◆ PROBLEM DESCRIPTION:
What is the number of lines in this listing that include "below"? Answer with that number only.

◆ DATA:
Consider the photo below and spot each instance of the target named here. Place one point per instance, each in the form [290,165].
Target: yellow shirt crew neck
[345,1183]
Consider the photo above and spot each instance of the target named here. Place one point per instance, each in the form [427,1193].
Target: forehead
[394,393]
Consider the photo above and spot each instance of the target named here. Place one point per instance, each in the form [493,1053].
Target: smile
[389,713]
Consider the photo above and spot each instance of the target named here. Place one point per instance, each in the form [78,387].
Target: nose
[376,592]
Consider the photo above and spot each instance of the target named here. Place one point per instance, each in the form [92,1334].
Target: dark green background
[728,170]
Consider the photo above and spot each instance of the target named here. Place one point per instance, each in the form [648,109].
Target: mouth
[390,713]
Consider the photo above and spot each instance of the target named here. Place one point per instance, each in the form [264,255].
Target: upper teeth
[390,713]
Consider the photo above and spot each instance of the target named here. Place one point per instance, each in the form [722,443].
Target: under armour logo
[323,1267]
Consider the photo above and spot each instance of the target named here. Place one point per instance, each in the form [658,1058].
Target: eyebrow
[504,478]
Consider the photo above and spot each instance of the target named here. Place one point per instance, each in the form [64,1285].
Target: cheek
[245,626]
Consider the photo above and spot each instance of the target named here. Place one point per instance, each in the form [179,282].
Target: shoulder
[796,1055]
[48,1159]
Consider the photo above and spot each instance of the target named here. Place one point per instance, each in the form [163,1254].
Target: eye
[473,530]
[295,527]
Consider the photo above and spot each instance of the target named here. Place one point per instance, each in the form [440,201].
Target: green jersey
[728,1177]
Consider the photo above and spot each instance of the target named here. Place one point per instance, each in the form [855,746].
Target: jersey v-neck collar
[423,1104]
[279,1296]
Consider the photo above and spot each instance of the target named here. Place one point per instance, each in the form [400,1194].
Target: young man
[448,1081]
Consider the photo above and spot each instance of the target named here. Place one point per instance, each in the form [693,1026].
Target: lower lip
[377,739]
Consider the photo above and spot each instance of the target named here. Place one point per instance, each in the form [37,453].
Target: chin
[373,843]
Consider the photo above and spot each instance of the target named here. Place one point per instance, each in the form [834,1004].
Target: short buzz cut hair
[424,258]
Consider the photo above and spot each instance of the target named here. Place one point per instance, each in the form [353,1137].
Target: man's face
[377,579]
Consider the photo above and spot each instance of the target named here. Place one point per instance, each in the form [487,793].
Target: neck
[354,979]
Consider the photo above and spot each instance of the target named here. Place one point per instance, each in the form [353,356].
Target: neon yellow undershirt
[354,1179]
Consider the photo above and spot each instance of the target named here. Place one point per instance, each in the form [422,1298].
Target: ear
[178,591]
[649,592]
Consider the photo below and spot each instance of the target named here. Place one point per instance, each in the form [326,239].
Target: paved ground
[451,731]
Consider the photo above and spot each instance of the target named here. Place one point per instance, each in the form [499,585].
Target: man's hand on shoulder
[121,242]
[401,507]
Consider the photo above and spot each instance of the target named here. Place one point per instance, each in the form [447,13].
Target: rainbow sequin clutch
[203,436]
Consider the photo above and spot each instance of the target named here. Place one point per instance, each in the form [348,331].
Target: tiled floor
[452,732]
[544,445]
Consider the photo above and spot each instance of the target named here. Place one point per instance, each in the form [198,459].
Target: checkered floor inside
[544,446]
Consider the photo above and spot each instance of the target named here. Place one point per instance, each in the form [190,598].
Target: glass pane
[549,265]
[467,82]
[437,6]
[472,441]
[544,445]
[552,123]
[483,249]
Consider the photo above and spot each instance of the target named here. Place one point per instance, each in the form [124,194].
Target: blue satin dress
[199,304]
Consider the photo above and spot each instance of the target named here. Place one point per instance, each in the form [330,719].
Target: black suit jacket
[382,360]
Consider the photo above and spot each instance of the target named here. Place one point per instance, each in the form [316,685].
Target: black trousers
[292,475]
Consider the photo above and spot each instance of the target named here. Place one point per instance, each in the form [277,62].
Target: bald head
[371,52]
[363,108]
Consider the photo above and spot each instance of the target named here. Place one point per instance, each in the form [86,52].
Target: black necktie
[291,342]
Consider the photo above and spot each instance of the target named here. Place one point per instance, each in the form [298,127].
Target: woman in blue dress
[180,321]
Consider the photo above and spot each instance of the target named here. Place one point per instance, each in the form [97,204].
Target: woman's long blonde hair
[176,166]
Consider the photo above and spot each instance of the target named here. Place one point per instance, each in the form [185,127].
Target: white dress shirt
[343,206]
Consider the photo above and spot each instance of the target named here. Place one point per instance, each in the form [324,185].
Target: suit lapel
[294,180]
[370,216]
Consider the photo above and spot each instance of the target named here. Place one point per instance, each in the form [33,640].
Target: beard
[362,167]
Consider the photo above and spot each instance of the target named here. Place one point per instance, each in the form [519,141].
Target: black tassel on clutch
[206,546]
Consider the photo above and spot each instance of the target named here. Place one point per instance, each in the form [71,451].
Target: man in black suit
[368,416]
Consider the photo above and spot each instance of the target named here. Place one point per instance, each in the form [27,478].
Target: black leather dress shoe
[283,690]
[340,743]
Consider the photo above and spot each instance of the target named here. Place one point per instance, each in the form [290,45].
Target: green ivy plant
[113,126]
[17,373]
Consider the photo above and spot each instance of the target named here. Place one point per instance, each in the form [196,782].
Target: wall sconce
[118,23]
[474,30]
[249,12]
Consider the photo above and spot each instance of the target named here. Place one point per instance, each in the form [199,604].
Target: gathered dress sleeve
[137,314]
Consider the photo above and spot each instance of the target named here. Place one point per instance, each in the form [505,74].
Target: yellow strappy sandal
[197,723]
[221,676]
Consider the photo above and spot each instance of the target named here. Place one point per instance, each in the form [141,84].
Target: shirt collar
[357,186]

◆ TASK OUTPUT:
2